*DIRECTIONS*: Could you print every one of the records below line for line, without changing anything, and leave the pictures out of your answer?

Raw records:
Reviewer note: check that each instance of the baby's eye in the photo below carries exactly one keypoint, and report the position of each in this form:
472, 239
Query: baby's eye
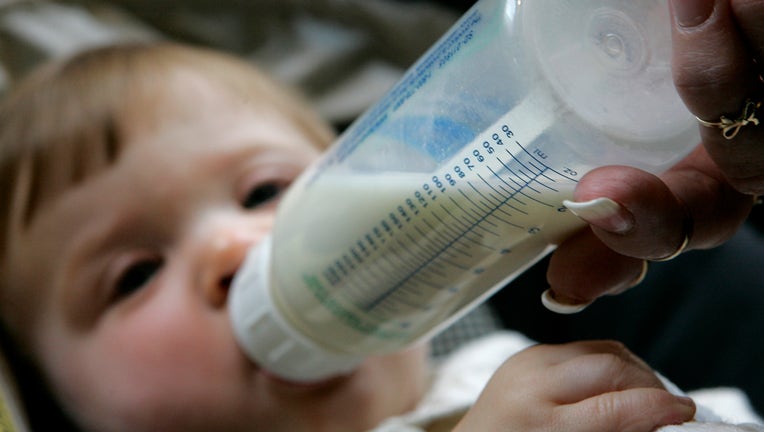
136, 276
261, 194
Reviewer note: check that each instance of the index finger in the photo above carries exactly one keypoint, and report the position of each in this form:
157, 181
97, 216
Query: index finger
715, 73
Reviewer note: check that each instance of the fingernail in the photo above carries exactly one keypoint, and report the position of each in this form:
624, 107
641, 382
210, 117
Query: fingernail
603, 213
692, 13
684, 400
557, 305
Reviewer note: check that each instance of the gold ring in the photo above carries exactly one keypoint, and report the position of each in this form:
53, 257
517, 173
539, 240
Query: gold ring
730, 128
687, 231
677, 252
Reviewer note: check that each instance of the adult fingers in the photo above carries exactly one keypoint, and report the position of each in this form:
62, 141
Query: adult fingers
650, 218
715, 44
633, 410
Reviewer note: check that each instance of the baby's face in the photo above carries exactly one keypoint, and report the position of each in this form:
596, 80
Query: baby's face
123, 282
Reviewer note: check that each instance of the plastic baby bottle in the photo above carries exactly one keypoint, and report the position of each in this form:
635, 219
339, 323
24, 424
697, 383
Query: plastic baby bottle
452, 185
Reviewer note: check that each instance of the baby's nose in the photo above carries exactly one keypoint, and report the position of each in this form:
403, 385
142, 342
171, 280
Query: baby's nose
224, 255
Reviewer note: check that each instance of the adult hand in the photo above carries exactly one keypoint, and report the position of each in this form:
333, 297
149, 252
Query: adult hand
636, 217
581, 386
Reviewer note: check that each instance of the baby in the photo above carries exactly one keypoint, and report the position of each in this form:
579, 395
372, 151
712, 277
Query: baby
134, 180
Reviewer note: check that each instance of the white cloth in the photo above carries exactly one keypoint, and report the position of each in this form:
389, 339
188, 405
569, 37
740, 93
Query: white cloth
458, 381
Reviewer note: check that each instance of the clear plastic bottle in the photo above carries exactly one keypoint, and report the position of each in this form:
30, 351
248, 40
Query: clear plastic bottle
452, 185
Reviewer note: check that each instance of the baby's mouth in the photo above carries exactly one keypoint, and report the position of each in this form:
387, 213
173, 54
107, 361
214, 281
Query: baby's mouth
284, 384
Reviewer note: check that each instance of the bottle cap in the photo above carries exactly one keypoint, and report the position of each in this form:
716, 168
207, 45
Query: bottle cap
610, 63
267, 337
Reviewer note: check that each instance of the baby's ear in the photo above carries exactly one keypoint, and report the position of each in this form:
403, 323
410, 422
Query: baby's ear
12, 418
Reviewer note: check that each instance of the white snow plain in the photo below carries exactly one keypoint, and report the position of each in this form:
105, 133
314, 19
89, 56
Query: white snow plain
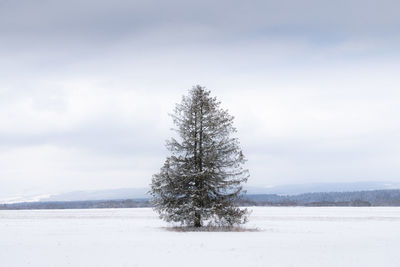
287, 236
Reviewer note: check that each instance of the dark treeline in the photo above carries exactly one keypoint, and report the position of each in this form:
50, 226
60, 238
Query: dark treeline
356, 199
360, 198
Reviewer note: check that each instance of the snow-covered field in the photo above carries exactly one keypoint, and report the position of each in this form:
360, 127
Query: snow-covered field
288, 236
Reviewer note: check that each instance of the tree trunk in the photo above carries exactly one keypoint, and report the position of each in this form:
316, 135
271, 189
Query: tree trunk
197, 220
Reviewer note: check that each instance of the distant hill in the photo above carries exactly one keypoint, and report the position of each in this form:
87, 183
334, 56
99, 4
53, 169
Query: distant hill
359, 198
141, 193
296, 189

*FINAL RESULT*:
Reviewer note: check that each instance of the baby's eye in the photo below carries exactly one keypoint, and report the position of each in this form:
472, 239
Query: baby's eye
136, 276
261, 194
Reviewer note: check that each instance of the index finger in the photo above carries exactly one keypoint, and report the position of each in this form:
157, 181
97, 216
Query: index finger
715, 73
Reviewer note: check that each instance of the fingernail in the photo above carries exactly one keypoint, and report the position of each in this form:
624, 107
641, 382
210, 117
Query: fingernail
603, 213
692, 13
684, 400
557, 305
Reviewer note: check that each instance of the gold ring in the photo above carries exactly one keypoint, and report the position of each in this form:
53, 257
517, 173
539, 240
Query: gold ring
730, 128
687, 231
677, 252
Reviewer note: check that each instance of the adult fingers in the photo above carries exactly one keypoint, and report the position of each in this form:
62, 141
Query: adult fingers
650, 218
715, 44
633, 410
Reviewer note: check that each instance of the baby's face in the photo above carries exactly one keypoint, and report the position of each in this form:
596, 80
Query: baby's face
123, 282
Reviewer note: check that each instance of the plastic baby bottle in the photo above carries exactly one keypoint, and report the position of each in this form:
635, 219
339, 323
24, 424
697, 383
Query: plastic baby bottle
452, 185
Reviewer note: check that each instance of the baby's nose in the photo above carries exactly one keypoint, and report the position of each in this form:
403, 385
142, 342
171, 280
Query: baby's nose
224, 255
Reviewer note: check that each instance of the adult hand in the photo above carries exactly one keypoint, and report the position of each in this form:
333, 297
149, 252
Query: adult hand
636, 217
581, 386
Reviewer note: check that each instance of the baby in the photo above carries exactly one keypoint, and report the position of each in this form:
579, 395
372, 151
712, 277
Query: baby
134, 180
Reviewer note: check that each instance of the white cloth in the photo above carries exactly one keypoint, and report the position of each in this form:
389, 339
188, 405
569, 37
740, 93
Query: white cloth
458, 381
Reviewer note: check that each instance of the clear plastic bottle in the photo above carries exactly one keypoint, and report the position of each in this form:
30, 351
248, 40
Query: clear plastic bottle
452, 185
Reviewer note: check that each instance of the baby's mouth in the photo above carries exactly one keypoint, and report the position of each in this form:
387, 213
173, 54
107, 361
214, 281
Query: baby's mouth
284, 384
Reviewer note: check that each instance of the bottle cap in the photo above carries exactly one keypoint, and report the position of each in this form:
716, 168
207, 45
Query: bottle cap
610, 63
267, 337
Reviewer note: check that each instance of the baby's ear in the photo above carries exactly one keypoint, and report the position of each in this form:
403, 323
410, 422
Query: baby's ear
12, 418
Reviewer note: check that each instance of the white snow plain in the photo below carries exactly one keypoint, and report the position of each in this form:
105, 133
314, 19
89, 56
Query: white snow plain
287, 236
Reviewer note: check that each instance of the dark treeline in the photo above carries exactly one keypoint, and report the position of each in this form:
50, 226
60, 238
Query: dark treeline
356, 199
360, 198
Reviewer note: check that each instance of the snow-covered field in the photo above carries exactly one keypoint, and report the position of each in this form:
360, 127
Query: snow-covered field
288, 236
Reviewer note: check that each instance of the tree trunk in the photo above carries exactly one keypoint, and report the position of each in this form:
316, 135
271, 189
Query: tree trunk
197, 220
Reviewer note: check that each instance of the distant hill in the photo above carries exactly one keypoint, and report the position of each in this form:
87, 183
334, 56
99, 4
53, 169
Query: distant hill
359, 198
141, 193
296, 189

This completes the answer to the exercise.